┌──
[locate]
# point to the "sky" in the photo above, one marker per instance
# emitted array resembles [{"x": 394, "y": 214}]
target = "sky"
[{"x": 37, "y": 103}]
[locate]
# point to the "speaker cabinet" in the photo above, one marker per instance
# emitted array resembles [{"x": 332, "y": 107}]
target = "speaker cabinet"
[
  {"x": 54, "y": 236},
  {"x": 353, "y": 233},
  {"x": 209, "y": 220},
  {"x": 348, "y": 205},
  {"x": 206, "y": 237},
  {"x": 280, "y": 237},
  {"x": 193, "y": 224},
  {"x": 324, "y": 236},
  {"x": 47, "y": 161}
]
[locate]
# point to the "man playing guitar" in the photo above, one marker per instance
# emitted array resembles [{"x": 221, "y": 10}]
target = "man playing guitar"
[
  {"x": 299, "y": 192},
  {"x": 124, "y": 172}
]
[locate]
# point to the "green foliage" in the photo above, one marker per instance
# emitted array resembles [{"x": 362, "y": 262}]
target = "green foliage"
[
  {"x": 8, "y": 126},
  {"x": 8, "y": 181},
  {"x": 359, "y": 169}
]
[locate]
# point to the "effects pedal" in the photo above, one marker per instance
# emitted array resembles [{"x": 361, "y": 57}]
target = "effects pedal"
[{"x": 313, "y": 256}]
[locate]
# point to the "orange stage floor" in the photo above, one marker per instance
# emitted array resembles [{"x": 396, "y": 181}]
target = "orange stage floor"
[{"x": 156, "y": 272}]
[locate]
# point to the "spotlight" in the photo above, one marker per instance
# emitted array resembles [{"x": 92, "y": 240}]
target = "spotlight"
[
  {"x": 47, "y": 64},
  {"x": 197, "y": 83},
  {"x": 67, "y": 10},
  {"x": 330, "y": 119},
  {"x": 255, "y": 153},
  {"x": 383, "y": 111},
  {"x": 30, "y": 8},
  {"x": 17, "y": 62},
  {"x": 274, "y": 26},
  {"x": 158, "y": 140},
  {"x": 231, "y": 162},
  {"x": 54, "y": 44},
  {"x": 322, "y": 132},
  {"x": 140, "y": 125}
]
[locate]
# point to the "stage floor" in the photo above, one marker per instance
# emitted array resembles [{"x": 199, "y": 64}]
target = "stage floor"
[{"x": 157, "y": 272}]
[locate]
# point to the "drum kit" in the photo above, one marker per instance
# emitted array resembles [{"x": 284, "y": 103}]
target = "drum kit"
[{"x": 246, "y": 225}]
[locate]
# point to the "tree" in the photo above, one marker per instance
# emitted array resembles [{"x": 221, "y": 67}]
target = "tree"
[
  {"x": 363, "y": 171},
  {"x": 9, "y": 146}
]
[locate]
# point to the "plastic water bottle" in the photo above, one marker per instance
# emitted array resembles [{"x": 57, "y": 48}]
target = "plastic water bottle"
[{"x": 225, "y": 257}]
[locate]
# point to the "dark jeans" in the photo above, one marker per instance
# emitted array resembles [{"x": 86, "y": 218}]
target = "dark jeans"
└──
• Aim of the task
Repeat the material above verbatim.

• Response to this exercise
[locate]
# point to the "sky" in the photo above, one marker per instance
# emitted array resembles [{"x": 394, "y": 214}]
target = "sky"
[{"x": 37, "y": 103}]
[locate]
# point to the "speaker cabinet" in the photo above, one marker per instance
# emitted array resembles [{"x": 332, "y": 107}]
target = "speaker cabinet"
[
  {"x": 54, "y": 236},
  {"x": 353, "y": 233},
  {"x": 209, "y": 220},
  {"x": 348, "y": 205},
  {"x": 206, "y": 237},
  {"x": 280, "y": 237},
  {"x": 193, "y": 224},
  {"x": 324, "y": 236},
  {"x": 47, "y": 161}
]
[locate]
# point to the "man playing guitar" in the photo above, one marker per instance
# emitted array resembles [{"x": 221, "y": 10}]
target = "man playing guitar"
[
  {"x": 299, "y": 192},
  {"x": 124, "y": 172}
]
[locate]
# point to the "green foliage" in the photo above, one marker per instance
# emitted array resembles [{"x": 362, "y": 262}]
target = "green foliage"
[
  {"x": 8, "y": 126},
  {"x": 8, "y": 181},
  {"x": 359, "y": 169}
]
[locate]
# point to the "effects pedal" in the photo above, one marker per instance
# emitted array resembles [{"x": 361, "y": 57}]
target = "effects pedal"
[{"x": 313, "y": 256}]
[locate]
# point to the "orange stage floor" in the photo above, one marker per instance
# emitted array resembles [{"x": 396, "y": 181}]
target = "orange stage floor"
[{"x": 156, "y": 272}]
[locate]
# point to the "spotlight" in the photo above, one marker per instance
# emitted array resembles [{"x": 92, "y": 240}]
target = "spotlight"
[
  {"x": 47, "y": 64},
  {"x": 197, "y": 83},
  {"x": 67, "y": 10},
  {"x": 330, "y": 119},
  {"x": 255, "y": 153},
  {"x": 383, "y": 111},
  {"x": 30, "y": 8},
  {"x": 17, "y": 62},
  {"x": 274, "y": 26},
  {"x": 158, "y": 140},
  {"x": 231, "y": 162},
  {"x": 54, "y": 44},
  {"x": 322, "y": 132},
  {"x": 140, "y": 125}
]
[locate]
# point to the "stage floor" in the photo above, one marker per instance
# emitted array resembles [{"x": 199, "y": 64}]
target = "stage floor"
[{"x": 157, "y": 272}]
[locate]
# point to the "drum kit" in the photo above, one marker per instance
# emitted array resembles [{"x": 284, "y": 103}]
target = "drum kit"
[{"x": 246, "y": 225}]
[locate]
# point to the "tree" in the photo above, one marker per instance
# emitted array resembles [{"x": 221, "y": 67}]
target = "tree"
[
  {"x": 363, "y": 171},
  {"x": 9, "y": 146}
]
[locate]
# point to the "plastic water bottle" in the photo above, one marker per instance
# emitted array resembles [{"x": 57, "y": 48}]
target = "plastic water bottle"
[{"x": 225, "y": 257}]
[locate]
# point to the "dark jeans" in the photo above, one marker per instance
# emitted array resembles [{"x": 86, "y": 218}]
target = "dark jeans"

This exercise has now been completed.